Since only the written part is wanted, repeat the records exactly and omit the pictures.

====== RAW DATA ======

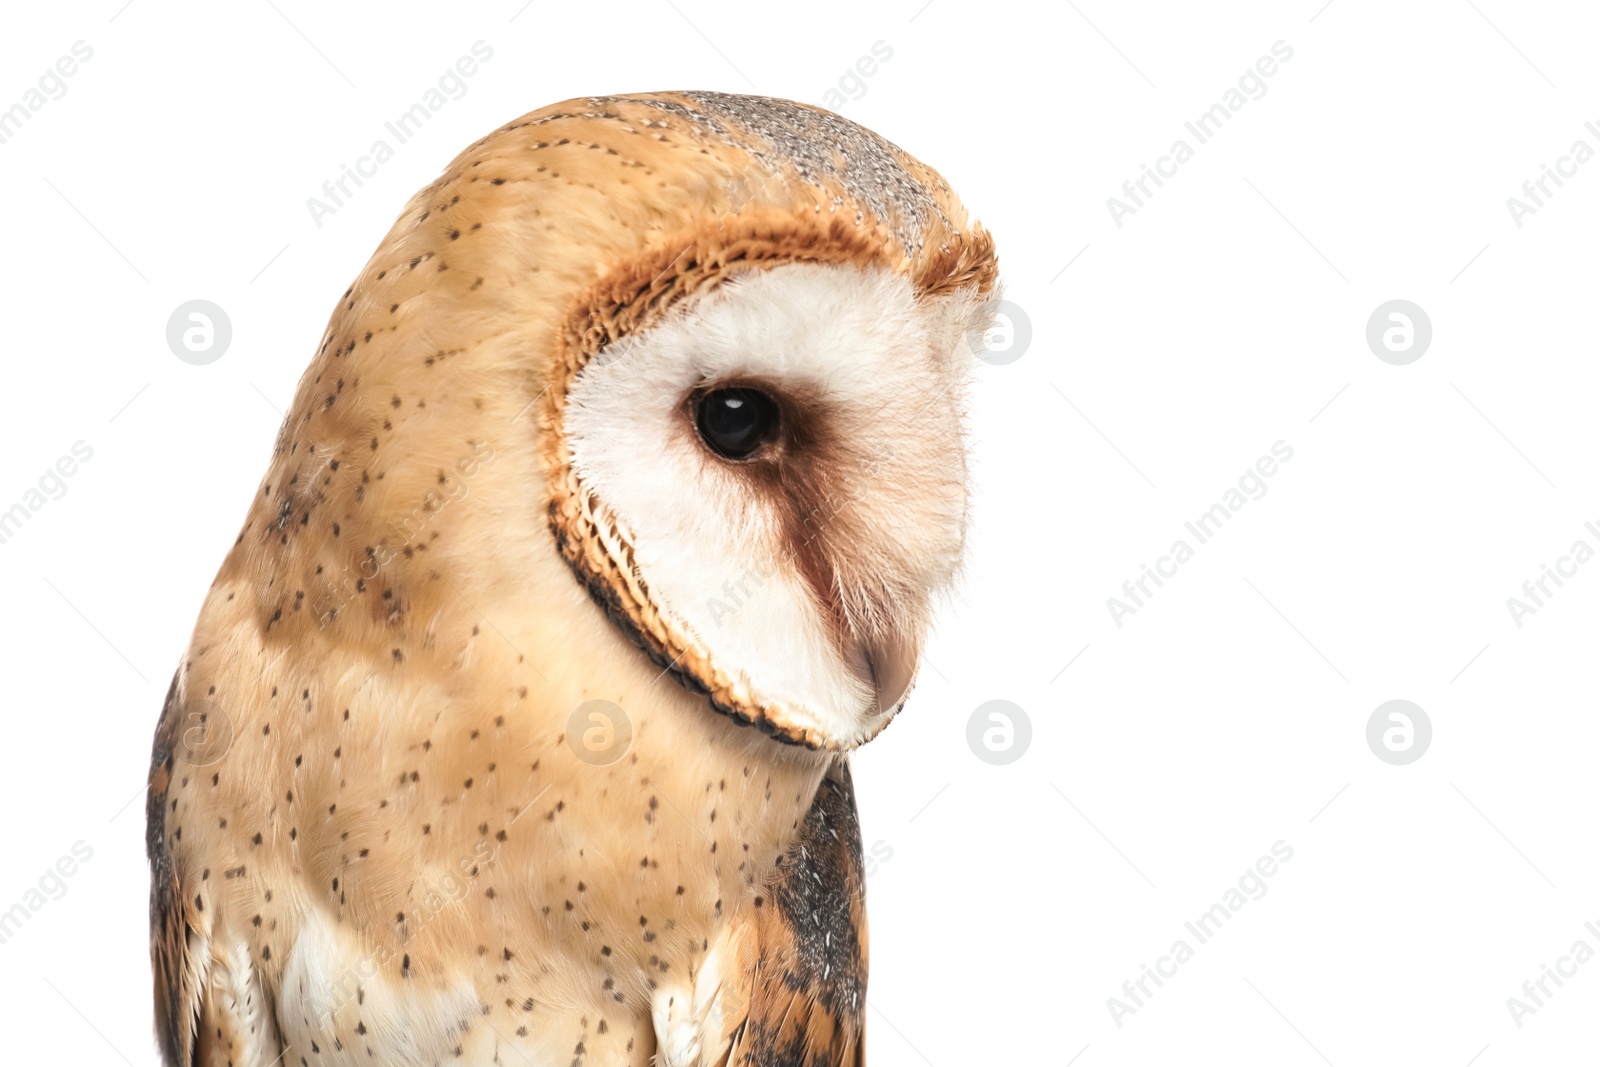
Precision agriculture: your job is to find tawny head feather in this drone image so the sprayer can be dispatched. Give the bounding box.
[232,90,999,751]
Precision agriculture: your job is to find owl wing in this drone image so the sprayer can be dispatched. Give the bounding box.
[147,675,204,1066]
[147,675,283,1067]
[711,761,870,1067]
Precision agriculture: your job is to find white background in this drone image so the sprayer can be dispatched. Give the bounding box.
[1,1,1597,1064]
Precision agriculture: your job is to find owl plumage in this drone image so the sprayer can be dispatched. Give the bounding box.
[146,91,999,1067]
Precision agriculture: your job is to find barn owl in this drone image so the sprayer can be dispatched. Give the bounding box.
[145,90,999,1067]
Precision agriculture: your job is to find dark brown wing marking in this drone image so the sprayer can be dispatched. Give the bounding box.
[148,671,200,1067]
[732,761,868,1067]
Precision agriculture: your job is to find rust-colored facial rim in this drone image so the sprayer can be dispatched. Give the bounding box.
[542,211,997,750]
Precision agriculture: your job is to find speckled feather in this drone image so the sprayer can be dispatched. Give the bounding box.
[146,91,995,1067]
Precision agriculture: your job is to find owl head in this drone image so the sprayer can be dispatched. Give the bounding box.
[260,91,999,752]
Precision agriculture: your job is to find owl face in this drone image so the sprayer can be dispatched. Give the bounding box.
[559,261,994,749]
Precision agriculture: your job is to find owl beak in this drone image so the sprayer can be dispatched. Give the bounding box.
[864,635,919,716]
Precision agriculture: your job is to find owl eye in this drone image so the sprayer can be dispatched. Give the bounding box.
[694,387,780,461]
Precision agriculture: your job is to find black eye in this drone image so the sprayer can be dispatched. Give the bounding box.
[695,387,780,461]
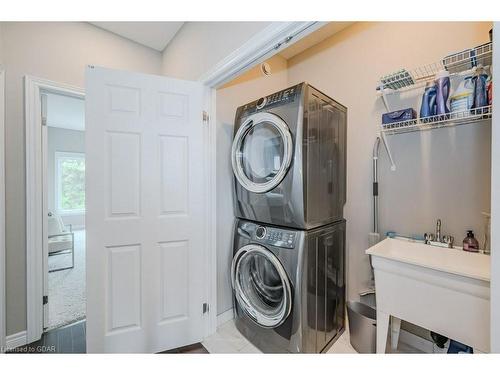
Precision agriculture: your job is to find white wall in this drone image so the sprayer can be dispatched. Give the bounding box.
[490,22,499,353]
[286,22,492,301]
[0,22,5,350]
[0,23,4,64]
[162,22,271,80]
[47,127,86,229]
[1,21,162,335]
[215,55,289,315]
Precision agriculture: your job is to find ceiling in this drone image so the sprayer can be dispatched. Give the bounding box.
[46,93,85,131]
[279,22,354,59]
[89,21,351,57]
[90,22,184,52]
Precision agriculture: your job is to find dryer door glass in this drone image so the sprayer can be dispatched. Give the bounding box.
[241,122,283,183]
[232,112,293,193]
[232,245,292,328]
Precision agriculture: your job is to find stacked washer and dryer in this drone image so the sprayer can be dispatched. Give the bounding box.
[230,82,347,353]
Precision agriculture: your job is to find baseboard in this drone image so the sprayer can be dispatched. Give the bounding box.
[217,308,234,327]
[5,330,27,350]
[399,328,434,353]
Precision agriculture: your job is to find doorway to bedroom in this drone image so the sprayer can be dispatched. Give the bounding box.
[45,92,86,332]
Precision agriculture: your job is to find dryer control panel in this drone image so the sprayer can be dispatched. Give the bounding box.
[262,86,298,108]
[253,225,298,249]
[240,84,301,115]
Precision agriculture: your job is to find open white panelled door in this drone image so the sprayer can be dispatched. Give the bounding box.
[85,66,206,353]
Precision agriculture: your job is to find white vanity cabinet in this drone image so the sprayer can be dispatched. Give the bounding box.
[366,238,490,353]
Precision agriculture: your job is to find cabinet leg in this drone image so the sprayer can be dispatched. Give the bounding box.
[377,311,390,353]
[391,316,401,352]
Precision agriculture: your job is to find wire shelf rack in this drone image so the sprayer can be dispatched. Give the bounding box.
[378,42,492,93]
[380,106,492,135]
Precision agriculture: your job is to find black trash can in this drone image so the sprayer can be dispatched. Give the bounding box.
[347,301,377,353]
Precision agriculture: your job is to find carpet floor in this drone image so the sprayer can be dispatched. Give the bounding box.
[48,229,86,330]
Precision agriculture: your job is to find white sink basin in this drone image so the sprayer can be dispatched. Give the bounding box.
[366,238,490,281]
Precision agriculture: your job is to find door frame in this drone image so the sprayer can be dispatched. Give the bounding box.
[25,21,324,347]
[25,76,85,343]
[1,67,6,351]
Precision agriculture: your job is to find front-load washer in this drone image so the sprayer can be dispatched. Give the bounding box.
[231,218,346,353]
[231,82,347,230]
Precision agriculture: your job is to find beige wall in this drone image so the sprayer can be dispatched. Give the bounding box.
[215,55,288,315]
[1,22,162,335]
[287,22,492,301]
[162,22,271,80]
[214,21,492,317]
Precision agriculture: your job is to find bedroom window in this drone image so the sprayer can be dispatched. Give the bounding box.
[55,152,86,214]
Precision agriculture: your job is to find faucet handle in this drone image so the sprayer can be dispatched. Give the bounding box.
[424,232,435,244]
[442,235,454,248]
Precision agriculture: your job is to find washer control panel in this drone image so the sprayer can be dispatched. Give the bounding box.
[253,225,298,249]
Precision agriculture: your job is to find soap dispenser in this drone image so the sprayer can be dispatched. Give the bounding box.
[462,230,479,253]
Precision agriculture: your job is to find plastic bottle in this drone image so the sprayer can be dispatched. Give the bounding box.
[462,230,479,252]
[420,83,437,121]
[487,77,493,106]
[471,65,489,111]
[450,74,474,113]
[435,70,451,116]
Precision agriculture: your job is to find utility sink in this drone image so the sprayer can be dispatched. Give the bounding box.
[366,238,490,281]
[366,237,490,353]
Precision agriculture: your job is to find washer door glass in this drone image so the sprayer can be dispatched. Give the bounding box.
[231,245,292,328]
[232,112,293,193]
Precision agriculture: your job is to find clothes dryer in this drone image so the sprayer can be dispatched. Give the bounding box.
[232,83,346,229]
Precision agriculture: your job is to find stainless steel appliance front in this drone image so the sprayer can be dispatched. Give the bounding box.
[232,219,346,353]
[232,83,347,229]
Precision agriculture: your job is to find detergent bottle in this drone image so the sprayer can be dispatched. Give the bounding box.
[435,70,451,116]
[420,83,437,121]
[450,73,474,113]
[472,64,489,112]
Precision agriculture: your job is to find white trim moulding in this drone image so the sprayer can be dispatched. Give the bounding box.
[199,22,325,88]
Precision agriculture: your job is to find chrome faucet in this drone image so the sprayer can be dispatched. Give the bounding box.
[424,218,453,248]
[435,219,442,243]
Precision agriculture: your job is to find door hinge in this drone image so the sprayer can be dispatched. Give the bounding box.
[202,110,209,124]
[202,303,209,314]
[43,295,48,305]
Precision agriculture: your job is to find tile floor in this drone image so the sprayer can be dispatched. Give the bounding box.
[202,319,357,354]
[9,318,424,354]
[202,319,424,354]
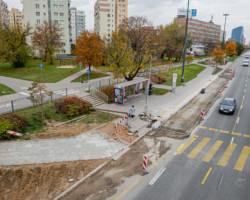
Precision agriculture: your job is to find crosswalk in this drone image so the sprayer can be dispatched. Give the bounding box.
[175,135,250,172]
[19,89,80,96]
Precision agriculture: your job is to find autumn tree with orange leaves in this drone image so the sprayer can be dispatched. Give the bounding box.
[73,31,104,71]
[211,46,225,64]
[225,41,237,57]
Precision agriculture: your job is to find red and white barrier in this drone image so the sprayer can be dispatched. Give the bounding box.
[230,74,233,80]
[220,89,222,96]
[143,155,148,172]
[200,109,205,120]
[225,81,227,88]
[8,130,22,137]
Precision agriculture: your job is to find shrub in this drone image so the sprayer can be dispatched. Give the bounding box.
[55,96,92,117]
[99,85,114,103]
[150,74,166,84]
[0,113,27,132]
[0,120,13,140]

======

RESULT BELOW -
Precision agriculture: your job is to find tawny head feather in this drone image so the sprayer can be dispatched. Give the bounding box.
[232,90,999,751]
Precision agriculture: your job is to find owl wing in this drone image so the sprayer can be dispatched. Give the bounding box.
[147,675,204,1066]
[147,675,283,1067]
[711,761,870,1067]
Precision agriculture: your job is to find white background in this drone image so the sprayer can be dispatched. Give the bounding box.
[1,1,1597,1064]
Precision agriculture: your job is to find owl plumage in this drone image so the sprayer can be dispatched. Give the bounding box.
[146,91,999,1067]
Precision agriculture: your job is to find barn owl in this drone image so the sprayer can be dispatched. Give the bounding box.
[145,90,999,1067]
Precision agriculture: your job is to find dark brown wing marking in this drone image so the sprayer can be dispatched. Give the bounding box.
[148,671,200,1067]
[732,761,868,1067]
Precision agriculture: your job is to find rust-colored facial rim in this drone image so the sprayer can be dispatched. Give the bounding box.
[542,211,997,750]
Precision agriculture: your job is to find speckled feather in this drone image so the sprayer can be dispatched. Give the bounding box.
[146,91,995,1067]
Precision agriculture: your job is to find owl head in this drone image so the sprayer can be dispatched. Give the bounding box.
[260,91,999,752]
Precision agriculture: your job is to find owl face in this drone image so the sprayer can be dispatched. Give the bounding box.
[559,261,994,749]
Precision agriculture: your job is to find owl beak in this drone image so the sprayer can be dispatched. Give the bounding box.
[864,635,919,716]
Precision agriculture: your job is to find owl eye in this drone image so the sprayer can be dispatched. Give the bounding box.
[694,387,780,461]
Precision agriculture: your job is to find black eye in this drone image so the sprayer can be dispatched. Give the bounding box.
[695,387,780,461]
Precision agriculture: your job is to find white wall in this drone image so the sprayer can be dispatched. Give the bounding box.
[490,22,499,353]
[286,22,492,301]
[0,22,5,350]
[0,23,4,64]
[162,22,271,80]
[47,127,86,229]
[1,21,162,335]
[215,55,289,315]
Precision agriculture: your job is to find ceiling in this drone image so the sprayer can be dispatched. Give the bounding box.
[46,93,85,131]
[279,22,354,59]
[89,21,351,57]
[90,22,184,52]
Precision agriculture: your job is to find dryer door glass in this drone image so the sprayer can be dispatched. Give the bounding box.
[241,122,283,183]
[232,112,293,193]
[232,245,292,328]
Precision agriculture: your job is to find stacked washer and dryer in this drone image so the sprayer can be dispatched. Give the bounding box.
[230,82,347,353]
Precision agriculture: your job is to find baseboard in this drone image so the sprayer can be dispatched. Give the bounding box.
[217,308,234,327]
[5,330,27,350]
[399,328,434,353]
Precision agriculture: your job is to find doorway to bedroom in this drone image so the sprayer can be dispatched. Give the bounding box.
[45,92,86,332]
Precision agriculture: your job is to find dryer control panel in this drone image so the sprayer can be dispatched. Give the bounding box.
[262,86,298,108]
[253,225,298,249]
[240,84,301,115]
Precision agriculture: your job is to find open white panelled door in this drone image so the sprayer can be dispatched. Give the bounding box.
[85,66,206,353]
Precision agriculture: your job is to find white vanity cabinet in this drone image so the sprayer can be dispatched. Give the bounding box.
[366,238,490,353]
Precision agriculture: your job is to find cabinet leg in this drone image so the sprayer can be dispatched. Give the bounding box.
[377,311,390,353]
[391,316,401,352]
Precision agriculture: your job is to find wire shelf rack in this drone image so the sprayer can be dispatched. Give the bounding box.
[378,42,492,93]
[380,106,492,135]
Precision agriculture: your job is to find black trash can in this drone image so the sprayer can be dispatched. Give the bounding box.
[347,301,377,353]
Precision agriculture: your job is to find carpet floor in this drone image so the sprayer can be dispatched. Give the bounding box.
[48,229,86,330]
Precision agriculture: your job is to find white sink basin in this drone image so the sprayer can be dispatched. Give the bounding box.
[366,238,490,281]
Precision agriculture: your job is to find door frame in this drone image so the sprayer can be dispatched. Give the bounding box.
[25,21,324,347]
[25,76,85,343]
[1,67,6,351]
Precision agriculture: your job is to find front-load washer in this drone image so the sprayer can be dispatched. Give the bounding box.
[231,218,346,353]
[231,82,347,230]
Precision agriculture: your job is to find beige wall in this drone image so the sprayer can be dispatched. Give the bounding box.
[215,55,288,315]
[1,22,162,335]
[287,22,492,301]
[162,22,271,80]
[214,21,492,317]
Precision agriculture: your job is to find bedroom window in this drone image so the sprayer can be dispatched. Give the bounding box.
[55,152,86,214]
Precision agriculture: your job is to find faucet handle in this drone image so the sprayer can be dispatched. Give the bounding box.
[424,232,435,244]
[442,235,454,248]
Precision agriculture: your job is to find washer control panel in this drone image so the sprayer can be dispatched. Give the bounding box.
[253,225,298,249]
Precision agriculture: your job is to find soap dispenser in this drone image so the sprayer can be dispatched. Give the bounding box.
[462,230,479,253]
Precision agriculture: your job is to find plastic bottle in this drone image so the sprayer can be dispatched. Give the bounding box.
[462,230,479,252]
[420,83,437,121]
[487,77,493,106]
[471,65,489,111]
[450,74,474,113]
[435,70,451,116]
Precision agriculture: your job is to find utility sink in this drone image so the sprayer can be dispatched. Give the bounding box.
[366,238,490,281]
[366,237,490,353]
Precision agriculture: your job is to find washer door glass in this drone image so the sprayer can be dispatched. Give the bounding box.
[231,245,292,328]
[232,112,293,193]
Precision agriculture: your job is to find clothes dryer in this drone image so the sprayer can be dispatched. Give the bounding box.
[232,83,346,229]
Precision agriculture: your job is to find stainless steel appliance front in this drone image so the sprayer can be dispatched. Give the bounding box.
[232,219,346,353]
[232,83,347,229]
Precision agriculture: your job is to find detergent bottle in this drone image so the sprayer can be dispatched. Give the bounding box.
[435,70,451,116]
[420,83,437,121]
[450,73,474,113]
[472,64,489,112]
Precision agriculture: your job is to find white trim moulding in this drone image so the sprayer can be dispatched. Give the bounding box.
[199,22,325,88]
Precision agriculture: your job is to find chrome faucet in this drone image so the sprayer can be dispatched. Give the bounding box.
[424,218,453,248]
[435,219,442,243]
Precision agriculture: your job is to find door hinge in this drone image so the sprayer can be dispatched. Give the bounding box.
[202,110,209,124]
[202,303,209,314]
[43,295,48,305]
Precision agriculture: your job is to find tile floor in this drone image so the sprayer can be dispatched. Give the bounding box.
[202,319,357,354]
[9,318,424,354]
[202,319,424,354]
Precision agriculture: your job is to find crosswalk in this drone image so the sprayer can be dispatched. Give the bounding box.
[175,135,250,172]
[19,89,80,96]
Precision agriculture: your job is to find autumn tree with orange leaves in this drone image so the sprayer can be dispatched. Give the bounding box.
[73,31,104,71]
[211,46,225,64]
[225,41,237,57]
Precision agriculture: your job is to find red and white barrier in this drone image so the sprayer can be dispatched. Give the bounding box.
[230,74,233,80]
[220,89,222,96]
[143,155,148,172]
[200,109,205,120]
[225,81,227,88]
[8,130,22,137]
Precision agriculture: your job is to find shrub in this drone image so the sprayer can be dispatched. Give the bounding box.
[55,96,92,117]
[99,85,114,103]
[150,74,166,84]
[0,113,27,132]
[0,120,13,140]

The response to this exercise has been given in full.